> _Exercise details_: Reproduce the rows below verbatim, from the first line of the rows through the line containing "column 478, row 384", with both ends included.

....

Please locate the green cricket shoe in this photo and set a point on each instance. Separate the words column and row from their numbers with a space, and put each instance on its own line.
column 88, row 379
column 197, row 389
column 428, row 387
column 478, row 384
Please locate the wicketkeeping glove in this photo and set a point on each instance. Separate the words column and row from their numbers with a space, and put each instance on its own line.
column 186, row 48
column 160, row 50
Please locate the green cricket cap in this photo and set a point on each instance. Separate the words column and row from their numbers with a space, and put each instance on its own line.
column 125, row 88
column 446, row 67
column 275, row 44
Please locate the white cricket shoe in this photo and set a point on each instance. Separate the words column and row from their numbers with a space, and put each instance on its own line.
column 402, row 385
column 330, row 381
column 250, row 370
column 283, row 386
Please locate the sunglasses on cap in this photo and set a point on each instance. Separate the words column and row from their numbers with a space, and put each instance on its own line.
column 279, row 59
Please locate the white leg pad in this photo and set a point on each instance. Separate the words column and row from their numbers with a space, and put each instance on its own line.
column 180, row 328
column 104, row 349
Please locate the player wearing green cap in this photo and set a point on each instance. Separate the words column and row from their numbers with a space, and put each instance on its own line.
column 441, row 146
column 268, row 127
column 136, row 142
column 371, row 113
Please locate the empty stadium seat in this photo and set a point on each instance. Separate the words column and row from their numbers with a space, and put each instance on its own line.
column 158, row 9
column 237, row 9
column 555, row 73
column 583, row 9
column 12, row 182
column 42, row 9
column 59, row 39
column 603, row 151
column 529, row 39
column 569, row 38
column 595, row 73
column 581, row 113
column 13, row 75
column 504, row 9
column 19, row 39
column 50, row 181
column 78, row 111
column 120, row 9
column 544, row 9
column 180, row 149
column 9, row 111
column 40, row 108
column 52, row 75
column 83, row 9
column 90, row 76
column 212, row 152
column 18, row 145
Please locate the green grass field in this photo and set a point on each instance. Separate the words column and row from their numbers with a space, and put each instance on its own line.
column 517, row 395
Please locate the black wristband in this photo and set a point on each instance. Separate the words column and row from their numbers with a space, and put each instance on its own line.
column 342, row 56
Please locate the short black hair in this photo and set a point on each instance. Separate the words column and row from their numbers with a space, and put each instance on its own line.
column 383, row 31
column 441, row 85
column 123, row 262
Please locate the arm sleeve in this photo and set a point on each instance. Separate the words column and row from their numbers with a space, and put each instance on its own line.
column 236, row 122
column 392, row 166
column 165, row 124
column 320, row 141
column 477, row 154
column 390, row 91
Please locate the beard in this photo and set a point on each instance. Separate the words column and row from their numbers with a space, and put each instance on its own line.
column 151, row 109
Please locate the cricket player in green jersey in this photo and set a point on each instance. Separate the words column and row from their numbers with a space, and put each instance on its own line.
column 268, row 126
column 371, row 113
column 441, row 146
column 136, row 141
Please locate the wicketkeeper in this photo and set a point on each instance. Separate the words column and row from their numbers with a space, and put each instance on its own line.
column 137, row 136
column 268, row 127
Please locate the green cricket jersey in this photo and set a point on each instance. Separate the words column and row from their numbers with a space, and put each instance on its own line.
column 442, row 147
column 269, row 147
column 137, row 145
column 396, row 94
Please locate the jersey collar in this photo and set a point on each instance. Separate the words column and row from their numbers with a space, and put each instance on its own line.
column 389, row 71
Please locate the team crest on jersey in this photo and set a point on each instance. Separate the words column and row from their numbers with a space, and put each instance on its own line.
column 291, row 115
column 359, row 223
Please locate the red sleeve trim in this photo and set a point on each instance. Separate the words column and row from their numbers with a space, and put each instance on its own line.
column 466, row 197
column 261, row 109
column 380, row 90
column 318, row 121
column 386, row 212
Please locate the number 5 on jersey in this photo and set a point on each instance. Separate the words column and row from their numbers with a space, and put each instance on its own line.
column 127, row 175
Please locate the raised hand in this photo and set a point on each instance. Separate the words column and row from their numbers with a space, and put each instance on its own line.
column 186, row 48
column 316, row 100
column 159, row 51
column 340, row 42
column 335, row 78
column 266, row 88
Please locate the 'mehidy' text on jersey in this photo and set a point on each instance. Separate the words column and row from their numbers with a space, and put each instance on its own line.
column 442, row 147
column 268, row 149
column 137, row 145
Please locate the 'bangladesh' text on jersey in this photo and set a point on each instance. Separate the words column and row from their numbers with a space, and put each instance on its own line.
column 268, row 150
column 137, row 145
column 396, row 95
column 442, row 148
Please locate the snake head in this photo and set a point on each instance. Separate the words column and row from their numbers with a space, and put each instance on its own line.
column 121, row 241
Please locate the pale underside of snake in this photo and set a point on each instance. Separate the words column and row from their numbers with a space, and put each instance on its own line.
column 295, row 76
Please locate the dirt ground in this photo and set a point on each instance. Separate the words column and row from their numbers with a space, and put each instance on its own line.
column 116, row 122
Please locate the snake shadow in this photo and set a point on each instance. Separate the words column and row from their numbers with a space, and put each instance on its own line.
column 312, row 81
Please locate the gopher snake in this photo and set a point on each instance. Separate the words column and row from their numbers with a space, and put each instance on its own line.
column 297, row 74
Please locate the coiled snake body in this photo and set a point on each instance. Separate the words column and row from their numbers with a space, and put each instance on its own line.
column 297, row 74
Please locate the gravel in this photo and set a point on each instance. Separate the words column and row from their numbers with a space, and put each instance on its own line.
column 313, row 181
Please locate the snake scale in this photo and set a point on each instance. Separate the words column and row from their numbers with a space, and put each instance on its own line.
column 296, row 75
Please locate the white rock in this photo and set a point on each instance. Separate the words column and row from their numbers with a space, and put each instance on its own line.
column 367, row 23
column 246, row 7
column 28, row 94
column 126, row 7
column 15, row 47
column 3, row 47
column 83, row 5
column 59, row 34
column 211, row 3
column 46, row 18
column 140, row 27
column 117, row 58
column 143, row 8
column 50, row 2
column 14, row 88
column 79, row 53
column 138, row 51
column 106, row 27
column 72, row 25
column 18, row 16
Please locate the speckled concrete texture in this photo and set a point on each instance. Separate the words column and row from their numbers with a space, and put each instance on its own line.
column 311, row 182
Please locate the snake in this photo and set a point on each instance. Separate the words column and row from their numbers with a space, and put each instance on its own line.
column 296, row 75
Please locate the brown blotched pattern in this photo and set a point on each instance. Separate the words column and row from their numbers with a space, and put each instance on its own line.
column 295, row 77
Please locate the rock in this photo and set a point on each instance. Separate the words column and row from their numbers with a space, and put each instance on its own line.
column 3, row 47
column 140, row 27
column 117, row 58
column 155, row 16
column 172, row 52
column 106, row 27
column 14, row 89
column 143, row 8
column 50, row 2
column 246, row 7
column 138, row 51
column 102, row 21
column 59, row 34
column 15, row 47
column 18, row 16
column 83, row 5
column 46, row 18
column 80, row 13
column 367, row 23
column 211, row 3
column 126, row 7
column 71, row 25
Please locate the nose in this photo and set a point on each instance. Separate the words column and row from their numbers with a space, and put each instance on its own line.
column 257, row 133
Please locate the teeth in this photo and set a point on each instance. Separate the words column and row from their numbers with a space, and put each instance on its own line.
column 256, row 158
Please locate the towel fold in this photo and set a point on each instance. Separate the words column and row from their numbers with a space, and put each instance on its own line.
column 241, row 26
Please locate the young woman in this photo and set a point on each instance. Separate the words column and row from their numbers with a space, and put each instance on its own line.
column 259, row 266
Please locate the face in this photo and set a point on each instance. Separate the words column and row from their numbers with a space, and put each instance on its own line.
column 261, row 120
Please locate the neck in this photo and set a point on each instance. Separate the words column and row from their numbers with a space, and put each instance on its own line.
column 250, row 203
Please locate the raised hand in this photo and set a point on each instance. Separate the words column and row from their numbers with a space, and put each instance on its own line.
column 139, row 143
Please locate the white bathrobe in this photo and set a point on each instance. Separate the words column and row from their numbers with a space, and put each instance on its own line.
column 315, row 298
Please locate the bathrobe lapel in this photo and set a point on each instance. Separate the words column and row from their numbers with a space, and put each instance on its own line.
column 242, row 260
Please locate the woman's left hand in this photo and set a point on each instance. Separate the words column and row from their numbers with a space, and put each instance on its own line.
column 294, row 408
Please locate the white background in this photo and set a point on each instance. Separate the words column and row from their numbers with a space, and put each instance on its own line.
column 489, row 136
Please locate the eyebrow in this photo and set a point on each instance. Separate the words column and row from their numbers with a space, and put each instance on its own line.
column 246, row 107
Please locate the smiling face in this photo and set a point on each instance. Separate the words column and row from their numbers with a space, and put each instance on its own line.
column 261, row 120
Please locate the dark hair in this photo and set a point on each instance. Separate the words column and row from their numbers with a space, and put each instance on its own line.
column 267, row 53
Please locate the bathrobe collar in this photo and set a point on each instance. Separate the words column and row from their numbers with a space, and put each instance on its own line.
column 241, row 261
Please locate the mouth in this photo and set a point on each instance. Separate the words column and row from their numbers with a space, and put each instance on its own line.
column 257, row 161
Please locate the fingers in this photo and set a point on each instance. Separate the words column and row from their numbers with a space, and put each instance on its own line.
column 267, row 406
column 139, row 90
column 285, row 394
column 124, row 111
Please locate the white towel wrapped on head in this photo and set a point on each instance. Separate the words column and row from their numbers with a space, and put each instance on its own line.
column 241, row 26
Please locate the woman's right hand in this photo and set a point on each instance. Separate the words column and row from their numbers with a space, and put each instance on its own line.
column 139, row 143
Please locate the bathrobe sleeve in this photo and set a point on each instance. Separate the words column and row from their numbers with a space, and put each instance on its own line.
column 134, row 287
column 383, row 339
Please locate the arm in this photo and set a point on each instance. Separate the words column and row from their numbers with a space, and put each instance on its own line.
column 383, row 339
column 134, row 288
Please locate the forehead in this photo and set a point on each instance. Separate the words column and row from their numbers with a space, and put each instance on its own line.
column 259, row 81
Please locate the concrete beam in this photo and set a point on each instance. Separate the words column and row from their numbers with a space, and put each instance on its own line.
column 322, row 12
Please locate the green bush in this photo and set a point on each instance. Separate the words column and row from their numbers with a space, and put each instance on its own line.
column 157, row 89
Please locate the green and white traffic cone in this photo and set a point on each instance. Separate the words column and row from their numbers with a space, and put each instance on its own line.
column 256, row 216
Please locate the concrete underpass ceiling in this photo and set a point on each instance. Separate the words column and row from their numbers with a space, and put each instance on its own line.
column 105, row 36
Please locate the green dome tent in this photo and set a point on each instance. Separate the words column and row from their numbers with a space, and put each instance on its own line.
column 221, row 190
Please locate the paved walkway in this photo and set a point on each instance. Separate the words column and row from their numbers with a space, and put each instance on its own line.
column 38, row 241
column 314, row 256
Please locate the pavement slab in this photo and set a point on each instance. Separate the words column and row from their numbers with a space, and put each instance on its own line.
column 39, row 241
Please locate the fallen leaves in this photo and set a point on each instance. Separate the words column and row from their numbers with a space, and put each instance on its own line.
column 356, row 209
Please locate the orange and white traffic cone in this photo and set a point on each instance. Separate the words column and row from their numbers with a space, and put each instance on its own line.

....

> _Solution to the problem_:
Please locate the green cricket shoe in this photo and set a point on each instance. Separate the words column and row from their numbers with a space, and put each instance on its own line.
column 88, row 379
column 197, row 389
column 428, row 387
column 478, row 384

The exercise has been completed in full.